▶ _Requirements_:
- a) Decide whether each statement agrees with the UAV acoustics article: (i) the researchers used two acoustic chambers at a facility in Cobb County; (ii) the propulsion system studied is always electrically powered; (iii) the engine was run with its propeller attached. Answer yes or no for each, quoting the deciding words of the article.
- b) Carry on the UAV acoustics article from the point at which it ends.
* Begin Text section *
Washington, Jan 24 (ANI): In a new study, aeroacoustics researchers at the Georgia Tech Research Institute (GTRI) are investigating a stealth technology that could help control noise from unmanned aerial vehicles (UAVs), which may help the aircraft to evade enemies.
Recently, UAVs, which are remotely controlled devices, are growing ever more vital to the U.S. armed forces in roles that include surveillance and reconnaissance.
In some instances, UAVs must fly close to their targets to gather data effectively and may evade enemy detection.
Now, aeroacoustics researchers at the GTRI are investigating an additional kind of stealth that could also be vital to these UAVs - technology that can evade enemy ears.
"With missions changing, and many vehicles flying at lower altitudes, the acoustic signature of a tactical UAV has become more and more critical," said senior research engineer Rick Gaeta.
The GTRI investigators' central task has involved characterizing the acoustic signature of a UAV's propulsion system, which typically consists of a piston engine and a propeller but could also be electrically or fuel-cell powered.
To operate the engine without a propeller attached, GTRI investigators had to search for quiet ways to provide both substitute cooling and a load for the engine to spin.
Another complex testing issue involves measuring acoustic performance and engine performance simultaneously - a key to making the right design tradeoffs.
Researchers utilized two special acoustic chambers at GTRI's Cobb County Research Facility - the Anechoic Flight Simulation Facility and the Static Jet Anechoic Facility.
* End Text section *
* Begin Given records *
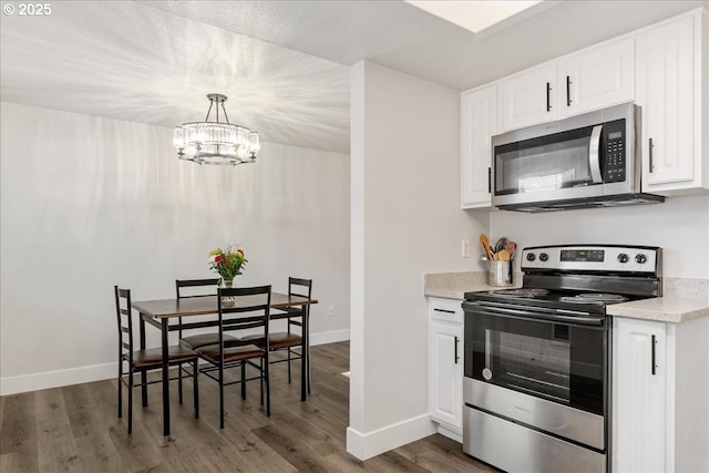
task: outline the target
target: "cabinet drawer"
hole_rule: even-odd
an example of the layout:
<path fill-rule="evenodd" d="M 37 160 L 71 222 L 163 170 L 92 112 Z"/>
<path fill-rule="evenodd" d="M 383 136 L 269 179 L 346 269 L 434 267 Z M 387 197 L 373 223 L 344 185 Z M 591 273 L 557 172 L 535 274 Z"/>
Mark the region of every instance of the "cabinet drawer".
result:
* End Given records *
▶ _In response_:
- a)
(i) Yes: "Researchers utilized two special acoustic chambers at GTRI's Cobb County Research Facility"
(ii) No: "typically consists of a piston engine and a propeller but could also be electrically or fuel-cell powered"
(iii) No: "To operate the engine without a propeller attached"

- b)
The flight simulation facility is a unique chamber with a 29-inch air duct that can simulate forward-flight velocities while also allowing precise acoustic measurements.
To take full advantage of the flight-simulation chamber, Gaeta's team built a special dynamometer capable of driving a small UAV engine and a propeller.
By placing the engine-dynamometer unit in the simulation chamber, the researchers could test both engine and acoustic performance, thereby providing data for UAV design tradeoffs.
"We have been able to develop a unique testing capability as a result of this project," Gaeta explained. "It allows us to separate acoustics issues into their component parts, and that in turn helps us to attack those problems," he added.
Investigators are also focusing on other issues, such as how to quiet an unmanned aircraft so that its own sound doesn't interfere with the task of monitoring ground noise using airborne sensors.
"Our next step is to put our findings into a prototype for testing," Gaeta said. "We believe that we have the means to make tactical UAVs much quieter," he added. (ANI)